**Ausgangstext**.
Natürlich brach ich dennoch auf - einen  Freund lässt man in einer Notsituation nicht allein.

 

Bis zu der Stelle, wo er auf mich wartete, war es weiter als ich mir vorgestellt hatte. Sein Motorrad hatte er bereits am Straßenrand gesichert und konnte gleich auf den Soziussitz meiner Vespa steigen.

 

Ich drehte - und nach 50 Metern starb der Motor ab: kein Benzin mehr.

 

Glücklicherweise geschah das in der Nähe eines kleinen Kiosks, der ebenfalls tagsüber Benzin in den typischen Einliterflaschen verkauft. Wir schoben die Vespa dorthin.

 

Dewa klopfte, rief und versuchte mit allen möglichen Mitteln die Chefin aufzuwecken und herauszurufen. Vergeblich. Er ließ sich auf die Stufen vor dem Kiosk fallen und zog sein Handy heraus um andere Freunde herbeizurufen. Ich schlug ein wenig Abendsport vor - es handelte sich lediglich um einen Weg von 2 Kilometern. Da sollten wir gemeinsam doch die Vespa nach Hause schieben können.

 

Er schüttelte nur den Kopf und bemühte weiter sein Handy. Bei diesem Benzinkiosk stehen normalerweise die Flaschen in einem Holzregal. Dies war mit einer dicken Plastikfolie abgedeckt.

 

In dem Moment, als Dewa endlich seine Ehefrau ans Handy bekommen hatte, hatte ich die Idee, diese Plastikfolie ein wenig zu lupfen:

 

Eine Flasche, halbgefüllt mit etwa einem halben Liter Benzin lachte mir entgegen.

 

Dewas Frau konnte weiterschlafen - und unseren halben Liter Benzin haben wir am nächsten Morgen bezahlt.

 

 

Geliefert

Die "S-I-D"
Die "S-I-D"

Eine unserer Vespas war absolut nicht mehr fahrbereit und musste deshalb mit einem kleinen Lieferwagen in die Werkstatt gebracht werden. 

 

Wir haben also einen kleinen Pick-up mit Fahrer angemietet, der die Vespa zu unserer Werkstatt bringen sollte. Das hat er auch getan, mit Gede auf der Ladefläche der die Vespa festgehalten hat.

 

Eigentlich wollte ich gleich nachkommen, nachdem ich für "meine" Vespa, die in unserem Jargon S-I-D genannt wird, neuen Samsat (TÜV/ Zulassung) beantragt hatte. Es kam noch etwas dazwischen:

 

Ich muss mich immer persönlich bei der Fremdenpolizei anmelden, was normalerweise die Hotels für ihre Gäste tun.

 

Dazu habe ich mit dem Chef der Fremdenpolizei eine Abmachung getroffen, um nicht unnötig lange auf dem Amt anstehen und warten zu müssen. In den ersten Tagen nach meiner Ankunft rufe ich ihn einfach auf seinem Handy an - er hat alle notwendigen Dokumente (Passkopie etc.) auf dem Amt. Postwendend kommt er dann bei mir vorgefahren und übergibt mir die Anmeldebescheinigung.

**Vorliegende Zeilen**.
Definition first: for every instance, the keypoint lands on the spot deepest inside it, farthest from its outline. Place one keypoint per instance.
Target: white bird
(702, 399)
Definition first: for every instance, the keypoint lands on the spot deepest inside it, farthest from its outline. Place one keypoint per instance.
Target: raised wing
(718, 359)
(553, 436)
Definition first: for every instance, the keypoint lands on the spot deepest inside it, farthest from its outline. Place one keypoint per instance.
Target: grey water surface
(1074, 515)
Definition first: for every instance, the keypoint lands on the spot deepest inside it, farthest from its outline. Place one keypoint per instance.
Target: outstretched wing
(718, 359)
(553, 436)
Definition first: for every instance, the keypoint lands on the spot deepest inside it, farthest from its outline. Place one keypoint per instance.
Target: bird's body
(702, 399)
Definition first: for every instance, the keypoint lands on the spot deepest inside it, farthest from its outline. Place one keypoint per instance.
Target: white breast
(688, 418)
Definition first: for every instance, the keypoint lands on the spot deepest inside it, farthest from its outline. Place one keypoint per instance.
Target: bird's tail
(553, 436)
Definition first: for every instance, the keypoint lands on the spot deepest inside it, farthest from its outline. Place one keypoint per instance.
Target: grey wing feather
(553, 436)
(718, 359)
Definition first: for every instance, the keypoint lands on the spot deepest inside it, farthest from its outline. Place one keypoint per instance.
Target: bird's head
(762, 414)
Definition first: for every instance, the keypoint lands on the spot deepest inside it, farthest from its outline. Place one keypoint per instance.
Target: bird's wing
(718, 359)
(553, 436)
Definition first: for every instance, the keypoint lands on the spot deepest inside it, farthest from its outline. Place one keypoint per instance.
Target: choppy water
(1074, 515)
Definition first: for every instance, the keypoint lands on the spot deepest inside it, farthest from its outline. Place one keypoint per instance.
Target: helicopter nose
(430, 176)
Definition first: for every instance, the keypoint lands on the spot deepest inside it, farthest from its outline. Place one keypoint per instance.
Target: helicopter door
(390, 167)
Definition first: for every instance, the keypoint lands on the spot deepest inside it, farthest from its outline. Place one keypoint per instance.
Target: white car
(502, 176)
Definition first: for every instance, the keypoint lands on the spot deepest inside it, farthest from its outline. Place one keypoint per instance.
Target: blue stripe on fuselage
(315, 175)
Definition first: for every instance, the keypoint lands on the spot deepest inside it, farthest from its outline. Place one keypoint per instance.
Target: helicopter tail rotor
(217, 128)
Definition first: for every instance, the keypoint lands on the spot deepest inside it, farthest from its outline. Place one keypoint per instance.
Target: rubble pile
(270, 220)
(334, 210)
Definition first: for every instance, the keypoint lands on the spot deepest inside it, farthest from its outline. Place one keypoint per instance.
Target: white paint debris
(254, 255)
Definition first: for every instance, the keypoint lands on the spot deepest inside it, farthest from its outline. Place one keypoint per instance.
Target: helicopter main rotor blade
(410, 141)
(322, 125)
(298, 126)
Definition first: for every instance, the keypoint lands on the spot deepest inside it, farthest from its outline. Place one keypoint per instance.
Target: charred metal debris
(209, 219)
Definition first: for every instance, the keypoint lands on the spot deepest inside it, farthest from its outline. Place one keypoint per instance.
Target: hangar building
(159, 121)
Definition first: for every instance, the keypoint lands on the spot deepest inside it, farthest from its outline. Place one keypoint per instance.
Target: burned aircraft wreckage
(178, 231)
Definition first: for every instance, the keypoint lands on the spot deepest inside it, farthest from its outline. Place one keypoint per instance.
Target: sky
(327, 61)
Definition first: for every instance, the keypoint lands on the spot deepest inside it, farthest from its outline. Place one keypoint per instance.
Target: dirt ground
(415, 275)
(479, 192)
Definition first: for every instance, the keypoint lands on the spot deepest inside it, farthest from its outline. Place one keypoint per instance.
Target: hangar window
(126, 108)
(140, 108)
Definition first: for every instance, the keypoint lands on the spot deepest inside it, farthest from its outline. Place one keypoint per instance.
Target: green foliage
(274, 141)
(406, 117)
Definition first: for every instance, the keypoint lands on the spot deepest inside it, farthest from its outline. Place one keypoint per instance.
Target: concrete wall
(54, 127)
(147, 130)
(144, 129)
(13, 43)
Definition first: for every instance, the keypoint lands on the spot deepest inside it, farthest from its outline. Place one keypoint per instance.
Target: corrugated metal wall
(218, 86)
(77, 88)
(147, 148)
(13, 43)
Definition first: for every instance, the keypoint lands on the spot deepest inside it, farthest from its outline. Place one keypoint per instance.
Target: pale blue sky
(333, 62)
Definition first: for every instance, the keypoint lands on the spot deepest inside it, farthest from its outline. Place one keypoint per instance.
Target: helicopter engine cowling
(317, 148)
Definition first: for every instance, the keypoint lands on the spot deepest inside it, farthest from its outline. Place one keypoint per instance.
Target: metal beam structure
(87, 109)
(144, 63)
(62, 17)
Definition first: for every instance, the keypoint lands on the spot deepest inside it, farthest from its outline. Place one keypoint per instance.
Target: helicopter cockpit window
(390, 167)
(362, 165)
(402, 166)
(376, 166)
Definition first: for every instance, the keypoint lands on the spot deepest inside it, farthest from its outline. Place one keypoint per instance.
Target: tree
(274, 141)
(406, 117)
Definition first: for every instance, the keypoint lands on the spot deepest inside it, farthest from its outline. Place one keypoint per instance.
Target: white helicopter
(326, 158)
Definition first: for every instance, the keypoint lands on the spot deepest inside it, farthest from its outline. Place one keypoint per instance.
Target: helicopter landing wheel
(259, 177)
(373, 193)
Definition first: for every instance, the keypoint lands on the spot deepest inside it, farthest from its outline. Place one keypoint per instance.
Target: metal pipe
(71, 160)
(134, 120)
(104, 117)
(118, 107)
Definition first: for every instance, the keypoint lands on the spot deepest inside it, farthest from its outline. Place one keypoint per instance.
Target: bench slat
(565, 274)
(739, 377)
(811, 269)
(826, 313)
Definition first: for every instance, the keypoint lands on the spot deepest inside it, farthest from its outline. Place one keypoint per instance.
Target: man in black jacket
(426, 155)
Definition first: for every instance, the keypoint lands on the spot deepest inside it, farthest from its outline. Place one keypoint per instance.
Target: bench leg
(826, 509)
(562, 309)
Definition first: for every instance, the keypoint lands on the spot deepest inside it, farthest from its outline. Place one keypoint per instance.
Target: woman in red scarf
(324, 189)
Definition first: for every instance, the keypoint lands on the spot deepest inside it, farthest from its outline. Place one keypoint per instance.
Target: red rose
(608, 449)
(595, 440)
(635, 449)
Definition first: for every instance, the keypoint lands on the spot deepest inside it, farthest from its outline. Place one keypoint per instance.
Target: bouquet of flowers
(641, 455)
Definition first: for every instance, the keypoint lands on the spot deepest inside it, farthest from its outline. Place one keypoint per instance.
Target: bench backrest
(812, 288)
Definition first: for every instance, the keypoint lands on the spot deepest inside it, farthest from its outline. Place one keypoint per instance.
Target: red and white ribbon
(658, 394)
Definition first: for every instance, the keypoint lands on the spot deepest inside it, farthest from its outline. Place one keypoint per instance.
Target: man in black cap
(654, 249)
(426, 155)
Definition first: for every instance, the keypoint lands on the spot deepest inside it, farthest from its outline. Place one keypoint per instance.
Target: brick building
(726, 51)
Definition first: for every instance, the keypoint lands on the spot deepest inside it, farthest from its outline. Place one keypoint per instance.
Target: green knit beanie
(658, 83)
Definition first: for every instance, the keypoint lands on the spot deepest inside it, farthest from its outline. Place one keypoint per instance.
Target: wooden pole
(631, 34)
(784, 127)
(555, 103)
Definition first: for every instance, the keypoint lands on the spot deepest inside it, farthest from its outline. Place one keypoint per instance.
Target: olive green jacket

**Arbeitsauftrag**.
Entscheiden Sie, ob die folgenden Aussagen mit dem Ausgangstext übereinstimmen. Antworten Sie jeweils mit Ja oder Nein und zitieren Sie die entscheidenden Worte des Textes wörtlich.
1. Nach 50 Metern ging der Vespa das Benzin aus.
2. Dewa gelang es, die Chefin des Kiosks aufzuwecken.
3. Das Benzin aus dem Kiosk wurde am nächsten Morgen bezahlt.

**Ergebnis**.
1. Ja: „nach 50 Metern starb der Motor ab: kein Benzin mehr.“
2. Nein: „Dewa klopfte, rief und versuchte mit allen möglichen Mitteln die Chefin aufzuwecken und herauszurufen. Vergeblich.“
3. Ja: „unseren halben Liter Benzin haben wir am nächsten Morgen bezahlt.“